_Materials provided_.
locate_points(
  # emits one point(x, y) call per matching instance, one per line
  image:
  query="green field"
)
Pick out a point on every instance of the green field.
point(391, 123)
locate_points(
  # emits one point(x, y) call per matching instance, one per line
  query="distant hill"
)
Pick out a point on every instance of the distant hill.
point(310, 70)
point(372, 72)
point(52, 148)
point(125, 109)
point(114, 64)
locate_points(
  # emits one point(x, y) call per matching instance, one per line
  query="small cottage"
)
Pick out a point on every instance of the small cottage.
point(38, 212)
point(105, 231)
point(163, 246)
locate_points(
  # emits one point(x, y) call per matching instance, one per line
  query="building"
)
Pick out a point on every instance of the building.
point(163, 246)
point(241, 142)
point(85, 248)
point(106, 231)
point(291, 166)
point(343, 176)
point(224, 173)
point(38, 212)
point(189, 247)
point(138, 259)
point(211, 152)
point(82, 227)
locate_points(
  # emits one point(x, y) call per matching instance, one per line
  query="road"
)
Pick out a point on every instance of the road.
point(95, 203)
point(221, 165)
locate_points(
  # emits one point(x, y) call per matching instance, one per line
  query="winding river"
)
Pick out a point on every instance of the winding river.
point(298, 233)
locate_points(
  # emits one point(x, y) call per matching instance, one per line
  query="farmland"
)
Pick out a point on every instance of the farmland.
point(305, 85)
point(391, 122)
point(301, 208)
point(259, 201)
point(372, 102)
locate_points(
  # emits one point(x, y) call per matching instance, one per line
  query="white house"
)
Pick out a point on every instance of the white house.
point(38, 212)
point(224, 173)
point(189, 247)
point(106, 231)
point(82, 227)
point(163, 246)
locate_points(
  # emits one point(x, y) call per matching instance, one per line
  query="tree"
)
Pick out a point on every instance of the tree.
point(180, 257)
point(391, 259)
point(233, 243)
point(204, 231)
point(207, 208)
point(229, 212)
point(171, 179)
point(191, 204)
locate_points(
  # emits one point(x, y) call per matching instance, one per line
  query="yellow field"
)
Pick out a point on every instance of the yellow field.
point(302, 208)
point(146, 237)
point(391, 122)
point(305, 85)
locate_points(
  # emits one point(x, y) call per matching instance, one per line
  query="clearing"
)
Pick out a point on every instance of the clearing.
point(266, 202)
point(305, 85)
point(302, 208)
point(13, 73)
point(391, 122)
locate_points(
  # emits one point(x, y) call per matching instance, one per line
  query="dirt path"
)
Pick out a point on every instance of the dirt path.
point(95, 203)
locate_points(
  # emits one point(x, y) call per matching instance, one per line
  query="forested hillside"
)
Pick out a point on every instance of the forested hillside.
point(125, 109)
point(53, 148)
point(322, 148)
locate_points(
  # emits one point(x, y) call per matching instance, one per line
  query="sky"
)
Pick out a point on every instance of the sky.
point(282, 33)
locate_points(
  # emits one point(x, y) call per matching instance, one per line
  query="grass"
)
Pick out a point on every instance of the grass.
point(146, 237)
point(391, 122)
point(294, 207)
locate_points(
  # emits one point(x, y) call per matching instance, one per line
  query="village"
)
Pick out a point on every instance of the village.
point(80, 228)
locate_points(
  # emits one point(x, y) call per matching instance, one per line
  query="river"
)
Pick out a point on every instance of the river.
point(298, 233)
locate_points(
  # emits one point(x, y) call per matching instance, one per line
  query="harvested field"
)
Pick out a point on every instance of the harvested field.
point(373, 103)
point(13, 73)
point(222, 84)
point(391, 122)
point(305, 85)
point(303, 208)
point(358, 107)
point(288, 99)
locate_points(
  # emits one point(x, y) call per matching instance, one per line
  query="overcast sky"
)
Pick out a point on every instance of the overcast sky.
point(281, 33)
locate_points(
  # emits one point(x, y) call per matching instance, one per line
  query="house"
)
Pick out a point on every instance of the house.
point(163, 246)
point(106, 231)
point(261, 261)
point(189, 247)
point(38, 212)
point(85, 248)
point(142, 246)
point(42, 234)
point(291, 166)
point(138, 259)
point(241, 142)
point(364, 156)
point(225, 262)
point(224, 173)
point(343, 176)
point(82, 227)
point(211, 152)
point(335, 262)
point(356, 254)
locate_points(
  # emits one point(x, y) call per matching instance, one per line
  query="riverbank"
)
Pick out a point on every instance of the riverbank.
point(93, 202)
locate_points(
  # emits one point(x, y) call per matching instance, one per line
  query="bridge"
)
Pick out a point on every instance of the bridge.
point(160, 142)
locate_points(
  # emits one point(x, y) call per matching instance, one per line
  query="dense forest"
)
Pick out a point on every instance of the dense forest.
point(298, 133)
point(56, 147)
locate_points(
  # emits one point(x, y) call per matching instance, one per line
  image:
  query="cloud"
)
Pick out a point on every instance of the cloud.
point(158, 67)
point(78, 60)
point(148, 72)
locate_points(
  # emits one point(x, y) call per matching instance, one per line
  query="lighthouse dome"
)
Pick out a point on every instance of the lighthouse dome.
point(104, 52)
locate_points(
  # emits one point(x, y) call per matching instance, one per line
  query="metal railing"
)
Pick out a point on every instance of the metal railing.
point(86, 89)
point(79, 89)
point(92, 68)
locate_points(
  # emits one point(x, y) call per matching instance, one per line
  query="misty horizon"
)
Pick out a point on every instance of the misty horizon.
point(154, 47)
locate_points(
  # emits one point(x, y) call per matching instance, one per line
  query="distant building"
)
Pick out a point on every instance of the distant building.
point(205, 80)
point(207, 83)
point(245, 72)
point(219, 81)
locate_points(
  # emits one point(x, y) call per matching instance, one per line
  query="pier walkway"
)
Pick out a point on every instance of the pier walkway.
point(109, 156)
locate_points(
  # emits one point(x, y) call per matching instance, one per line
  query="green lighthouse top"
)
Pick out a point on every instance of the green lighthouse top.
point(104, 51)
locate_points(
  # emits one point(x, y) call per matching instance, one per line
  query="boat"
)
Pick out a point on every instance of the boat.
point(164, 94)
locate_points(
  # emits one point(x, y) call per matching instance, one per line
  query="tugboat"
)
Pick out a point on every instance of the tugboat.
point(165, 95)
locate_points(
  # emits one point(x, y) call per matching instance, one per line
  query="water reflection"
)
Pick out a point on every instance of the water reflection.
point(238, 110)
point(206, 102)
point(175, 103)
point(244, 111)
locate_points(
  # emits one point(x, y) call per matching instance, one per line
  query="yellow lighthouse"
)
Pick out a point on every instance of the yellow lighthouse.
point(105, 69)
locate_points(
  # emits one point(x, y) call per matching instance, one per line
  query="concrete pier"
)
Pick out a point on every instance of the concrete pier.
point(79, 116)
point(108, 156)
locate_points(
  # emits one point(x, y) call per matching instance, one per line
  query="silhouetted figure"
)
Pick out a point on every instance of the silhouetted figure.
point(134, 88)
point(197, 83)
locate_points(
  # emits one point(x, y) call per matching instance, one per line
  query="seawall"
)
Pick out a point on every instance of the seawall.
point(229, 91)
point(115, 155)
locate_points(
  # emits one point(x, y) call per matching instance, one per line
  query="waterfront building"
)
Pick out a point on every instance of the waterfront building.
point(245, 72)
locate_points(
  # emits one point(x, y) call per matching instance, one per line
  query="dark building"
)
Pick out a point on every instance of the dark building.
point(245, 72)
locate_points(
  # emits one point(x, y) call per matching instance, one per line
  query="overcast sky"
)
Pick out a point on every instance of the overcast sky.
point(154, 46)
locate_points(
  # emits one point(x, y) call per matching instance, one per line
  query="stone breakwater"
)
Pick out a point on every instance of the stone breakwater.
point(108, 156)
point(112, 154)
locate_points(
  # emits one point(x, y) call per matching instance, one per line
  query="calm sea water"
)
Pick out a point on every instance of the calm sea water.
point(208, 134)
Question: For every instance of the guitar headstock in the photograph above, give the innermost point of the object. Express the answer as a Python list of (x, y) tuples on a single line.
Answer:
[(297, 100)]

_Short task_. Reproduce all of the records above, replacing every occurrence of "instance" with "occurrence" and leaving everything else unchanged.

_Solved problem_.
locate_points(
  # emits one point(x, y) call per matching occurrence, one per line
  image:
  query="green field"
)
Pick out a point on every occurrence of the green field.
point(391, 123)
locate_points(
  # emits one point(x, y) call per matching occurrence, one per line
  query="distant hill"
)
Pick out a point on every occurrence of the distant hill.
point(310, 70)
point(372, 72)
point(52, 148)
point(125, 109)
point(114, 64)
locate_points(
  # emits one point(x, y) call per matching occurrence, one per line
  query="small cottage"
)
Pick out a point on every occurrence of the small cottage.
point(38, 212)
point(105, 231)
point(163, 246)
locate_points(
  # emits one point(x, y) call per matching occurrence, one per line
  query="building"
)
Pick out a point on every occurrence of the building.
point(163, 246)
point(241, 142)
point(85, 248)
point(106, 231)
point(291, 166)
point(343, 176)
point(224, 173)
point(38, 212)
point(189, 247)
point(138, 259)
point(211, 152)
point(82, 227)
locate_points(
  # emits one point(x, y) call per matching occurrence, one per line
  query="road"
)
Pick out a point on every occurrence of the road.
point(95, 203)
point(221, 165)
locate_points(
  # emits one point(x, y) call per matching occurrence, one per line
  query="winding river"
)
Pick out a point on every occurrence of the winding river.
point(298, 233)
locate_points(
  # emits one point(x, y) call per matching occurrence, one per line
  query="farmland"
)
Pick out a point on every occurrence of the farmland.
point(305, 85)
point(391, 122)
point(301, 208)
point(259, 201)
point(372, 102)
locate_points(
  # emits one point(x, y) call per matching occurrence, one per line
  query="white house"
)
Pick out a point on every occurrence of the white house.
point(38, 212)
point(224, 173)
point(189, 247)
point(106, 231)
point(82, 227)
point(163, 246)
locate_points(
  # emits one point(x, y) call per matching occurrence, one per line
  query="tree"
)
Pick out a point on every occurrence of the tree.
point(180, 257)
point(391, 259)
point(233, 243)
point(204, 231)
point(207, 208)
point(229, 212)
point(171, 179)
point(191, 204)
locate_points(
  # emits one point(x, y) call per matching occurrence, one per line
  query="yellow field"
)
Pick out a point on every occurrence of the yellow field.
point(302, 208)
point(146, 237)
point(391, 122)
point(305, 85)
locate_points(
  # emits one point(x, y) call per matching occurrence, one per line
  query="clearing"
)
Pick out a point on every occurrence of the clearing.
point(266, 202)
point(305, 85)
point(302, 208)
point(13, 73)
point(391, 122)
locate_points(
  # emits one point(x, y) call per matching occurrence, one per line
  query="dirt path"
)
Pick out a point on every occurrence of the dirt path.
point(95, 203)
locate_points(
  # emits one point(x, y) call per matching occurrence, one per line
  query="forested hillside"
)
Pick out a point on every occurrence of the forested hillside.
point(125, 109)
point(53, 148)
point(322, 148)
locate_points(
  # emits one point(x, y) call per matching occurrence, one per line
  query="sky"
)
Pick out a point on every occurrence of the sky.
point(282, 33)
locate_points(
  # emits one point(x, y) call per matching occurrence, one per line
  query="grass"
)
Pick out a point on every occurrence of the grass.
point(146, 237)
point(391, 122)
point(294, 207)
locate_points(
  # emits one point(x, y) call per matching occurrence, one per line
  query="village"
)
Pick out a point on every occurrence of the village.
point(80, 228)
locate_points(
  # emits one point(x, y) call per matching occurrence, one per line
  query="river"
)
Pick out a point on every occurrence of the river.
point(298, 233)
locate_points(
  # emits one point(x, y) call per matching occurrence, one per line
  query="harvested field"
)
Pick out a point on every occurrence of the harvested field.
point(373, 103)
point(13, 73)
point(222, 84)
point(391, 122)
point(305, 85)
point(303, 208)
point(358, 107)
point(288, 99)
locate_points(
  # emits one point(x, y) call per matching occurrence, one per line
  query="overcast sky"
)
Pick out a point on every occurrence of the overcast sky.
point(281, 33)
locate_points(
  # emits one point(x, y) call per matching occurrence, one per line
  query="house"
)
Pick out a point on every occurrence of the house.
point(163, 246)
point(106, 231)
point(261, 261)
point(189, 247)
point(38, 212)
point(85, 248)
point(142, 246)
point(42, 234)
point(291, 166)
point(138, 259)
point(241, 142)
point(364, 156)
point(225, 262)
point(224, 173)
point(343, 176)
point(82, 227)
point(211, 152)
point(335, 262)
point(356, 254)
locate_points(
  # emits one point(x, y) call per matching occurrence, one per line
  query="riverbank"
)
Pick out a point on every occurrence of the riverbank.
point(93, 202)
locate_points(
  # emits one point(x, y) call per matching occurrence, one per line
  query="bridge"
)
Pick out a point on every occurrence of the bridge.
point(160, 142)
locate_points(
  # emits one point(x, y) call per matching occurrence, one per line
  query="dense forest"
)
Pick out a point on every occurrence of the dense forest.
point(298, 133)
point(56, 147)
locate_points(
  # emits one point(x, y) call per matching occurrence, one per line
  image:
  query="cloud"
)
Pick out a point on every occurrence of the cloud.
point(158, 67)
point(78, 60)
point(148, 72)
locate_points(
  # emits one point(x, y) call per matching occurrence, one per line
  query="lighthouse dome"
)
Pick out a point on every occurrence of the lighthouse dome.
point(104, 52)
locate_points(
  # emits one point(x, y) call per matching occurrence, one per line
  query="metal railing"
)
Pick out a point on every occurrence of the metal railing.
point(86, 89)
point(79, 89)
point(92, 68)
locate_points(
  # emits one point(x, y) call per matching occurrence, one per line
  query="misty horizon"
)
Pick out a point on every occurrence of the misty horizon.
point(154, 47)
locate_points(
  # emits one point(x, y) call per matching occurrence, one per line
  query="distant building"
)
Pick out a point on every occurrence of the distant building.
point(205, 80)
point(207, 83)
point(245, 72)
point(219, 81)
locate_points(
  # emits one point(x, y) call per matching occurrence, one per line
  query="pier walkway"
)
Pick out a point on every occurrence of the pier walkway.
point(109, 156)
locate_points(
  # emits one point(x, y) call per matching occurrence, one per line
  query="green lighthouse top"
)
Pick out a point on every occurrence of the green lighthouse top.
point(104, 51)
locate_points(
  # emits one point(x, y) call per matching occurrence, one per line
  query="boat"
)
Pick out a point on every occurrence of the boat.
point(164, 94)
locate_points(
  # emits one point(x, y) call per matching occurrence, one per line
  query="tugboat"
)
Pick out a point on every occurrence of the tugboat.
point(165, 95)
locate_points(
  # emits one point(x, y) call per matching occurrence, one per line
  query="water reflection"
)
Pick out a point on every occurrence of the water reflection.
point(238, 110)
point(206, 102)
point(175, 103)
point(244, 111)
locate_points(
  # emits one point(x, y) call per matching occurrence, one per line
  query="yellow lighthouse"
)
Pick out a point on every occurrence of the yellow lighthouse.
point(105, 69)
locate_points(
  # emits one point(x, y) call per matching occurrence, one per line
  query="concrete pier"
)
Pick out a point on every occurrence of the concrete pier.
point(79, 116)
point(108, 156)
locate_points(
  # emits one point(x, y) call per matching occurrence, one per line
  query="silhouetted figure"
)
Pick out a point on every occurrence of the silhouetted figure.
point(134, 88)
point(197, 83)
locate_points(
  # emits one point(x, y) call per matching occurrence, one per line
  query="seawall"
)
Pick out a point on every occurrence of the seawall.
point(229, 91)
point(115, 155)
locate_points(
  # emits one point(x, y) call per matching occurrence, one per line
  query="waterfront building"
)
Pick out a point on every occurrence of the waterfront building.
point(245, 72)
locate_points(
  # emits one point(x, y) call per matching occurrence, one per line
  query="dark building"
)
Pick out a point on every occurrence of the dark building.
point(245, 72)
locate_points(
  # emits one point(x, y) call per matching occurrence, one per line
  query="overcast sky"
)
Pick out a point on every occurrence of the overcast sky.
point(154, 46)
locate_points(
  # emits one point(x, y) call per matching occurrence, one per line
  query="stone breakwater"
)
Pick out a point on every occurrence of the stone breakwater.
point(108, 156)
point(112, 154)
locate_points(
  # emits one point(x, y) call per matching occurrence, one per line
  query="calm sea water"
)
Pick out a point on every occurrence of the calm sea water.
point(208, 134)
Question: For every occurrence of the guitar headstock in the photograph above, give the innermost point of the object. Express the answer as a Python list of (x, y) tuples on a single line.
Answer:
[(297, 100)]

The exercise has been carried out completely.